▶ [RECORDS PROVIDED]
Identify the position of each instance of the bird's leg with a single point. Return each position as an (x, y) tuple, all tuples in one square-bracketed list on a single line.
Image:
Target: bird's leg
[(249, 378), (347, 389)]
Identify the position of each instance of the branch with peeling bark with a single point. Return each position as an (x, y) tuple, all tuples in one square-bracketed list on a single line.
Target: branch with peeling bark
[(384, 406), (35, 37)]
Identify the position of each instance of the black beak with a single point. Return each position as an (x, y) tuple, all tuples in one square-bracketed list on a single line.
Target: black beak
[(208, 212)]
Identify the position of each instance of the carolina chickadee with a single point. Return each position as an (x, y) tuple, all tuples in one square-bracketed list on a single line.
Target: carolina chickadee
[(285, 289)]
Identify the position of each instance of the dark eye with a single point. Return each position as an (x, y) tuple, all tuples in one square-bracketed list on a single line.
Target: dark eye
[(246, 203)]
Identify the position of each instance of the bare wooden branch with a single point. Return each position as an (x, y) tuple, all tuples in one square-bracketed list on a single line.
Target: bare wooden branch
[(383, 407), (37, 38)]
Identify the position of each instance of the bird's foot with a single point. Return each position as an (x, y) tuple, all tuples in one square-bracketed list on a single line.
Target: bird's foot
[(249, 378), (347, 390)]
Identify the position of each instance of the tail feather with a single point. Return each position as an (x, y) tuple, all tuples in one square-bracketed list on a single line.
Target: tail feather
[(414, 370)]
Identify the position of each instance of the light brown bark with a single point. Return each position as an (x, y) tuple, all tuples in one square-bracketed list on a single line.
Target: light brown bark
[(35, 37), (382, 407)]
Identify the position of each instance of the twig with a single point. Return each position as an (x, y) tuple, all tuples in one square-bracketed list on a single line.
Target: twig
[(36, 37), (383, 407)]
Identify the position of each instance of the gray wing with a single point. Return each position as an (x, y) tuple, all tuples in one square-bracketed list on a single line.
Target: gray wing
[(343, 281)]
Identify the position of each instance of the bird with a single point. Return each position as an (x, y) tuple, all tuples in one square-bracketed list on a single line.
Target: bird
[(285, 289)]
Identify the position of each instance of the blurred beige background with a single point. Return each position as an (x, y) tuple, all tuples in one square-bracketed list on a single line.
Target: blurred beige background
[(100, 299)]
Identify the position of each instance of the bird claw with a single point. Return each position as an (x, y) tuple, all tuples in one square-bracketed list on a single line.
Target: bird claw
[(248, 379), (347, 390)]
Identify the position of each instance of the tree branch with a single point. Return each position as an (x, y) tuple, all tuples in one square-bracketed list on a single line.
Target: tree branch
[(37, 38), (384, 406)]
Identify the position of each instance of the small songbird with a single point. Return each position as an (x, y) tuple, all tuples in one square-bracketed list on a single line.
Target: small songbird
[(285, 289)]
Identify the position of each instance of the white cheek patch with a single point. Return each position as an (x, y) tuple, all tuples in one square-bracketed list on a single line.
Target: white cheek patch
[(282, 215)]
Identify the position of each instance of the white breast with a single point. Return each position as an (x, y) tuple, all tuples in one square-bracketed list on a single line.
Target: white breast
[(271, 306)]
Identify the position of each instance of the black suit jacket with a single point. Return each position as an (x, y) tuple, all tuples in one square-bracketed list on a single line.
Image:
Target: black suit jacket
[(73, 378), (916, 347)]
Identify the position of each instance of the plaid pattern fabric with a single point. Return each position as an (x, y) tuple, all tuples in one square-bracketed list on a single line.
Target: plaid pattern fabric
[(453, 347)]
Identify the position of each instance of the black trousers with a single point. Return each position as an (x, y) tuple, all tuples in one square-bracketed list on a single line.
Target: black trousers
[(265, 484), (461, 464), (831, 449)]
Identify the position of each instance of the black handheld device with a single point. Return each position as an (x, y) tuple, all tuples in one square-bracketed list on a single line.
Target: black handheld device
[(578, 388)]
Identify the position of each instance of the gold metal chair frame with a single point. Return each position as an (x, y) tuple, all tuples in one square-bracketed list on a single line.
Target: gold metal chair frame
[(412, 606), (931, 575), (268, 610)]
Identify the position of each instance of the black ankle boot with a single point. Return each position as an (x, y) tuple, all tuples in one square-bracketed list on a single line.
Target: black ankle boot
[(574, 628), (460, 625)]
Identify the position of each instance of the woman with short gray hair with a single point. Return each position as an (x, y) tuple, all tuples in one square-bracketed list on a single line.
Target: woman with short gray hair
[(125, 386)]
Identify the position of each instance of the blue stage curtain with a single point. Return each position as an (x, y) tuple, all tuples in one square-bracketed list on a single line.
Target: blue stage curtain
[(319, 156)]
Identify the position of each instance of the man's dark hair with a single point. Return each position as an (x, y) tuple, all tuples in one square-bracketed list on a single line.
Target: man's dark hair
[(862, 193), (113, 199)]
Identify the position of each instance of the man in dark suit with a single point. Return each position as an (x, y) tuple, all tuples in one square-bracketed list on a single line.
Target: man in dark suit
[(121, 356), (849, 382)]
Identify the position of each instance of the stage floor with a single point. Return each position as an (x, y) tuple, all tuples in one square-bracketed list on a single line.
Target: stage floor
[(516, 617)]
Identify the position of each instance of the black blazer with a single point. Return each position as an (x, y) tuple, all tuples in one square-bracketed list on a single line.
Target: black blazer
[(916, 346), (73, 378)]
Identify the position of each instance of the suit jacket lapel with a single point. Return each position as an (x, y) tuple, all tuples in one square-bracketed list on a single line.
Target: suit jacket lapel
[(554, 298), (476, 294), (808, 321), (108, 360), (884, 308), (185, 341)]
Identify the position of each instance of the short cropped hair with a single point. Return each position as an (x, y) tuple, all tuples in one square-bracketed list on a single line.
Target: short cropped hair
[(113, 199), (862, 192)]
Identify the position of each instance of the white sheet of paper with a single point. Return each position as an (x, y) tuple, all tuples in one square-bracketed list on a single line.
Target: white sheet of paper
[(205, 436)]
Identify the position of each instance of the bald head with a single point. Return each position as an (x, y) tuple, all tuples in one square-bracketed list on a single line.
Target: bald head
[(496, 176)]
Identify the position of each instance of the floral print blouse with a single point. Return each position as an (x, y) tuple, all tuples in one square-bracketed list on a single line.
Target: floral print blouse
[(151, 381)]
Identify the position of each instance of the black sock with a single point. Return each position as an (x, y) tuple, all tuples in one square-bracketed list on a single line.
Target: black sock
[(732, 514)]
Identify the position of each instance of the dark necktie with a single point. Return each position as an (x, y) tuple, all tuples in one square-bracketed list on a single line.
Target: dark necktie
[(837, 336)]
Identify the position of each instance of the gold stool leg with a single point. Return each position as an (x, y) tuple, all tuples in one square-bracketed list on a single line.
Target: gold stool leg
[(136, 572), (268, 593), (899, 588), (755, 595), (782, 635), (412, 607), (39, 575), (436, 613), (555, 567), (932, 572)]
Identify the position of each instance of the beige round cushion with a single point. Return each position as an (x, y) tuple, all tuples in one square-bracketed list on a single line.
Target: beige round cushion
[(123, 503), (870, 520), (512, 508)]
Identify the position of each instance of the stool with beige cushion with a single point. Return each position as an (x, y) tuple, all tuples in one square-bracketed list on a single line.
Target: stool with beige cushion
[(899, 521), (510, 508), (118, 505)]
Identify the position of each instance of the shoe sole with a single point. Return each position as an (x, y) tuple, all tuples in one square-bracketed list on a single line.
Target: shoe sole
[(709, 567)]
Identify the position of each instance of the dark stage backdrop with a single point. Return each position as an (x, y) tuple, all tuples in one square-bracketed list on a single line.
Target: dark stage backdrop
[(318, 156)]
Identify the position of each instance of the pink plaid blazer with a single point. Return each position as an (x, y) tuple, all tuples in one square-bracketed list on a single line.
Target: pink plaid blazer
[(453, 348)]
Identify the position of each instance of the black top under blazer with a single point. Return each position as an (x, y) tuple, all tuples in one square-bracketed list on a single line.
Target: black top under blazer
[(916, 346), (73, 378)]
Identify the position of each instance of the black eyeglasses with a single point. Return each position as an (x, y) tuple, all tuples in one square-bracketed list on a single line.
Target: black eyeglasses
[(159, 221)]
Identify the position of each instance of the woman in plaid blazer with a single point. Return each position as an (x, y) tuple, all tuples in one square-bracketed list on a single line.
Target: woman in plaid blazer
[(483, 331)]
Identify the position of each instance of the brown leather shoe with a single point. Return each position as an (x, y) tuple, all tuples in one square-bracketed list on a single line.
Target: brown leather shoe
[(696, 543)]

▶ [PROBLEM REQUIREMENTS] Copy out the lines above word for word, everything from the line containing "Identify the position of each instance of the black ankle" down to the line containing "[(319, 156)]", with both of those lines included.

▶ [RESULT FOR THIS TASK]
Identify the position of each instance of the black ankle boot with a single point. Return each position as an (x, y) tuple, all tuples in one square-bracketed list on a single line.
Target: black ankle boot
[(574, 628), (460, 625)]
Identify the position of each instance of the woman with short gray hair with a single point. Return each position as an (x, y) tuple, all tuples in one square-bracketed list on a single line.
Target: woman with short gray hair
[(125, 386)]
Identify the position of each instance of the blue stage curtain with a single point. Return each position as an (x, y) tuple, all tuples in one square-bracketed list on a single line.
Target: blue stage curtain
[(319, 156)]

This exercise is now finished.